Work required
Copy every line of the entries below, including the request lines. In each answer, adjust both the x and y coordinates by -44.

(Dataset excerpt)
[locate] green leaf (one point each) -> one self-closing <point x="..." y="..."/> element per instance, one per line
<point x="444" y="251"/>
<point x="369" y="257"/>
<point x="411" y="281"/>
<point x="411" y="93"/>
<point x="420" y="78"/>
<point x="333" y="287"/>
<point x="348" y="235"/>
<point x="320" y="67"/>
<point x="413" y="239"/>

Written reply
[locate] green leaf (one point each) -> one self-closing <point x="..." y="..."/> element per instance, one per line
<point x="400" y="207"/>
<point x="325" y="213"/>
<point x="367" y="237"/>
<point x="367" y="49"/>
<point x="376" y="34"/>
<point x="289" y="243"/>
<point x="304" y="191"/>
<point x="276" y="23"/>
<point x="369" y="195"/>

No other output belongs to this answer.